## INSTRUCTIONS FOR THE TASK
Render the lines below as a JSON list of strings, one string per line, skipping blank lines. Leave the pictures out of your answer.
======== SOURCE MATERIAL
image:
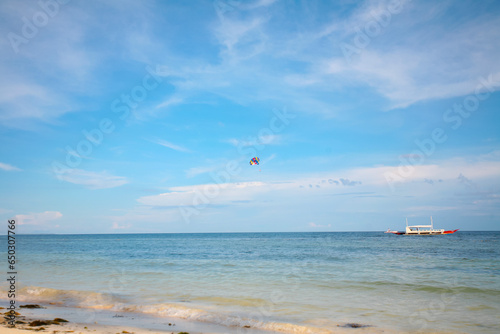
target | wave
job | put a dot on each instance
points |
(103, 301)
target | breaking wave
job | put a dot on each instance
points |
(103, 301)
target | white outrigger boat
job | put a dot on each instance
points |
(421, 230)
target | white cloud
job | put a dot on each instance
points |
(8, 167)
(92, 180)
(38, 218)
(171, 145)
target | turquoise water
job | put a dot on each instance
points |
(286, 282)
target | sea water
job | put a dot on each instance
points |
(283, 282)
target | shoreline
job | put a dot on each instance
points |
(81, 320)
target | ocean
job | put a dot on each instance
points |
(281, 282)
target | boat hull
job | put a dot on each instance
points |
(426, 233)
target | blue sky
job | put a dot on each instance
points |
(128, 116)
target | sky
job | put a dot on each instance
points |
(142, 116)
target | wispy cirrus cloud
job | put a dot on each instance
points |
(8, 167)
(170, 145)
(92, 180)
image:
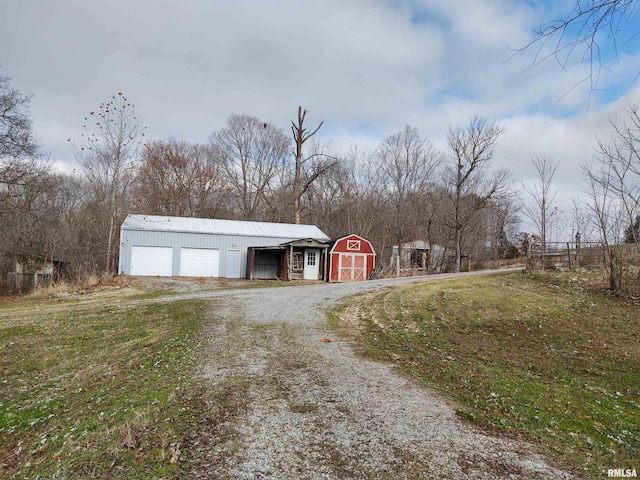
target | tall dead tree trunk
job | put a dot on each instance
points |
================
## RESULT OF THIS TASK
[
  "image:",
  "target | wave",
  "job | put a dot on each instance",
  "points |",
  "(103, 301)",
  "target | breaking wave",
  "job | put a dot on each instance",
  "points |",
  "(103, 301)",
  "target | white outrigger boat",
  "job | put a dot on each instance",
  "points |",
  "(421, 230)",
  "target | white cloud",
  "job | put a dot on each instance",
  "points |",
  "(8, 167)",
  "(92, 180)",
  "(38, 218)",
  "(171, 145)",
  "target | turquoise water",
  "job | put a dot on each instance",
  "points |",
  "(286, 282)",
  "target | sea water",
  "job | put a dot on each instance",
  "points |",
  "(283, 282)",
  "target | shoreline",
  "job | put a dot on each instance",
  "points |",
  "(81, 320)",
  "target | ocean",
  "job | put a dot on each instance",
  "points |",
  "(281, 282)",
  "target | boat hull",
  "job | put a dot on each instance",
  "points |",
  "(426, 233)",
  "target | blue sky",
  "job | put a dot on each instance",
  "points |",
  "(128, 116)",
  "target | sky",
  "job | put a dot on each instance",
  "points |",
  "(142, 116)",
  "target | wispy cirrus cloud",
  "job | put a dot on each instance",
  "points |",
  "(8, 167)",
  "(170, 145)",
  "(92, 180)",
  "image:",
  "target | tall dead tree trunk",
  "job | put a dot on each instance",
  "points |"
]